WHAT IS EXPECTED> Report all lines from the entries below in which "sample" appears.

Saved entries:
++++++++++

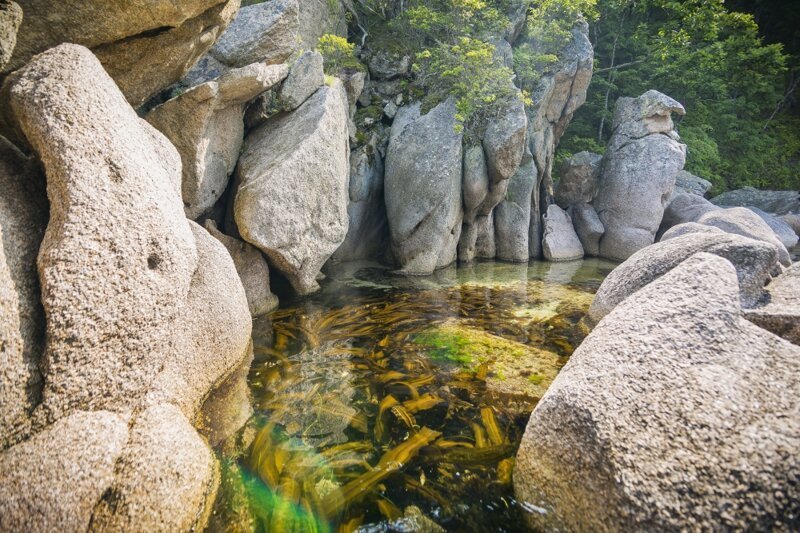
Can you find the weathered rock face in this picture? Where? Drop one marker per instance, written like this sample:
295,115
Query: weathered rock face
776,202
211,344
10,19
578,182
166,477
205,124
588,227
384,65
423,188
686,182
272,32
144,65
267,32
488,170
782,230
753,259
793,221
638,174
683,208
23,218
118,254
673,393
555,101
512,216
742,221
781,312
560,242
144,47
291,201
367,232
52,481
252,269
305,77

++++++++++

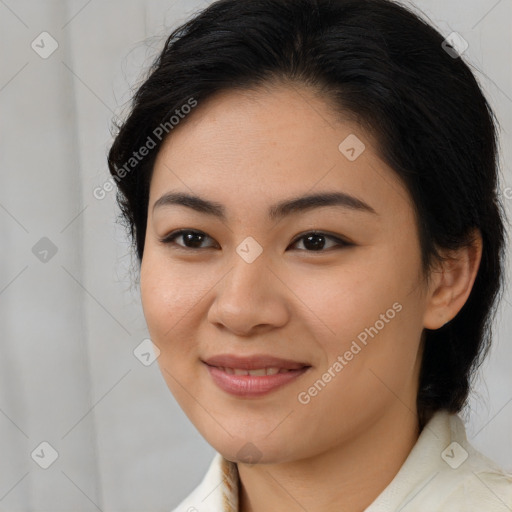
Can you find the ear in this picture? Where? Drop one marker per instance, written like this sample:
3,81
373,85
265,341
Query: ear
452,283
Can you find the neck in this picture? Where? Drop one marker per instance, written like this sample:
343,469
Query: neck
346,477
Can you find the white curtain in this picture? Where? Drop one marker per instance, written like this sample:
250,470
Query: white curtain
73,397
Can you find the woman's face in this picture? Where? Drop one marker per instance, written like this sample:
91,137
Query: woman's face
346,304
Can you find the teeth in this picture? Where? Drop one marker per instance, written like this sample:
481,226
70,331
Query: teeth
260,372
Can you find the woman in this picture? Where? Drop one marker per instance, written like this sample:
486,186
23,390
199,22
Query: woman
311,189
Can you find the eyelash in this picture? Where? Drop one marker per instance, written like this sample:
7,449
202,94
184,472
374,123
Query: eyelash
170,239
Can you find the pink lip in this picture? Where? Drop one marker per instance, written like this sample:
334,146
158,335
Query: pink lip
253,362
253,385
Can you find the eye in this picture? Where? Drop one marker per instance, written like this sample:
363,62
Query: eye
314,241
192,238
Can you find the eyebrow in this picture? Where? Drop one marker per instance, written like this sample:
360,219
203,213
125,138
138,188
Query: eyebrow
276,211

++++++++++

TASK ANSWER>
Can you find the weathered rock face in this picture? Where? Drop one marker per instance, written like this sample:
Can you find the ear in this picture? Where? Drop one marker per instance, written like this sample:
Can you find the neck in this picture? Where? Drop one marker per instance, written like this sample:
Can you find the white curtain in this picture? Where? Drop one marker per instance, written like this sample:
Can you find the woman's face in this picture? Where? Drop one marker per instance, written like this sample:
Can you find the teeth in this picture? Where? Drop one marker per instance, written like this sample:
Can you find the woman in this picture? Where? Drop one marker per instance, written like this sample:
Can you find the eyelash in this picture? Where? Drop one marker per instance, written like this sample:
Can you find the pink lip in this picture? Where? Drop one marker per instance, written like this sample:
Can you find the eye in this picture? Where? Drop one marker per instance, written like this sample:
Can you find the eyebrow in this picture? Where? Drop one marker per instance, written like this sample:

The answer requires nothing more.